Data shown -
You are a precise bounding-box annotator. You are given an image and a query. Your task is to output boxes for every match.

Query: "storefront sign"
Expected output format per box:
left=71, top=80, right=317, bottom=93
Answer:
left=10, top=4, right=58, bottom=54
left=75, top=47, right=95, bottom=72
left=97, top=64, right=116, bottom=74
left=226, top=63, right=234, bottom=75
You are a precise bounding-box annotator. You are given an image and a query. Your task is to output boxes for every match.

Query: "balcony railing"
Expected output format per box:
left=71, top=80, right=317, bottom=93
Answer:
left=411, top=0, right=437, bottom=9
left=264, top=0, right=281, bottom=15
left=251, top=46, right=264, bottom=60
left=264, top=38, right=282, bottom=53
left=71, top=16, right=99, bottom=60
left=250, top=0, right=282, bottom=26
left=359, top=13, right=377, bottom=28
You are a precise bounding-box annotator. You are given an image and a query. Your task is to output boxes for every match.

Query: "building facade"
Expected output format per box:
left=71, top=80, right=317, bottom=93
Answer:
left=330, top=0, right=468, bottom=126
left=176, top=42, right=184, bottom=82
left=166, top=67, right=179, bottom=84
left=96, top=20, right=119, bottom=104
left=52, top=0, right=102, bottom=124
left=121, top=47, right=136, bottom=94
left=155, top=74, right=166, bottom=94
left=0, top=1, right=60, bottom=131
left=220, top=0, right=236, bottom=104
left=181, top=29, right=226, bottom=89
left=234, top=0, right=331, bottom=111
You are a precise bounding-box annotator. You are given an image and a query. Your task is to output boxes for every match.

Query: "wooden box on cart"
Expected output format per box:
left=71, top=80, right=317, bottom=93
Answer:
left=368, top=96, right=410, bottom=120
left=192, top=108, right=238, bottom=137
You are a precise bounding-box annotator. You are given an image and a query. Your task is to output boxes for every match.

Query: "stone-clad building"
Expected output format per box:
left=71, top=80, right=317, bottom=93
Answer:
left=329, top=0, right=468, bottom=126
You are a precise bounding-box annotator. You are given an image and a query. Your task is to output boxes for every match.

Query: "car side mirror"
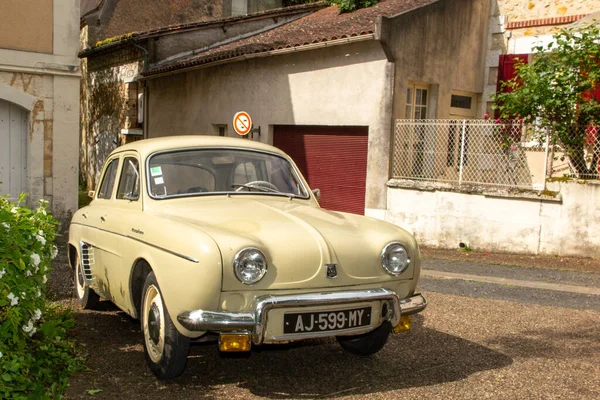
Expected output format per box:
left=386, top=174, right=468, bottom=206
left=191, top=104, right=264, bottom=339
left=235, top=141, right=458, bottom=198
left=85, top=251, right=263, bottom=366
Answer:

Work item -
The records above should be written out in full and unchanged, except that pictures are dropped.

Written reply -
You are a precise bounding-box annotator. You are given an image and a query. Your task is to output boxes for every match.

Query: "storefront sign"
Expected output format per box:
left=71, top=80, right=317, bottom=93
Answer:
left=10, top=4, right=58, bottom=54
left=75, top=47, right=95, bottom=72
left=97, top=64, right=116, bottom=74
left=226, top=63, right=234, bottom=75
You are a precise bounding-box annotator. You are given an image and a query. Your task is to output boxes for every match.

Query: "balcony railing"
Expected output format per box:
left=71, top=80, right=317, bottom=93
Answer:
left=411, top=0, right=437, bottom=9
left=264, top=0, right=281, bottom=15
left=251, top=46, right=264, bottom=60
left=264, top=38, right=282, bottom=53
left=71, top=16, right=99, bottom=60
left=250, top=0, right=282, bottom=26
left=359, top=13, right=377, bottom=28
You are a precise bounding-box annotator. You are given an image and a query. Your task is to output boxes for every match.

Query: "building facade"
Expected output format per box:
left=71, top=80, right=317, bottom=93
Answer:
left=330, top=0, right=468, bottom=126
left=176, top=42, right=184, bottom=82
left=166, top=67, right=179, bottom=84
left=96, top=20, right=119, bottom=104
left=52, top=0, right=102, bottom=124
left=121, top=47, right=136, bottom=94
left=155, top=74, right=166, bottom=94
left=0, top=1, right=60, bottom=131
left=220, top=0, right=236, bottom=104
left=181, top=29, right=226, bottom=89
left=234, top=0, right=331, bottom=111
You are a precise bounding-box annotator. You are given an image and a query. Your task is to output boxes for every match.

Query: "wooden box on cart"
Expected output format per box:
left=71, top=80, right=317, bottom=93
Answer:
left=368, top=96, right=410, bottom=120
left=192, top=108, right=238, bottom=137
You are a precise bounding-box annotator. You are given an image and a query. Your task is to output boxes for every match.

Query: "stone-clad building"
Expected output format per box:
left=71, top=80, right=317, bottom=93
Answer:
left=329, top=0, right=468, bottom=126
You are a precise bounding-box annotator. You are given an image and a query. Your task is to output boxes for every match.

Query: "car side mirror"
Expected output format per box:
left=386, top=174, right=468, bottom=206
left=191, top=104, right=264, bottom=339
left=235, top=141, right=458, bottom=198
left=85, top=251, right=263, bottom=366
Answer:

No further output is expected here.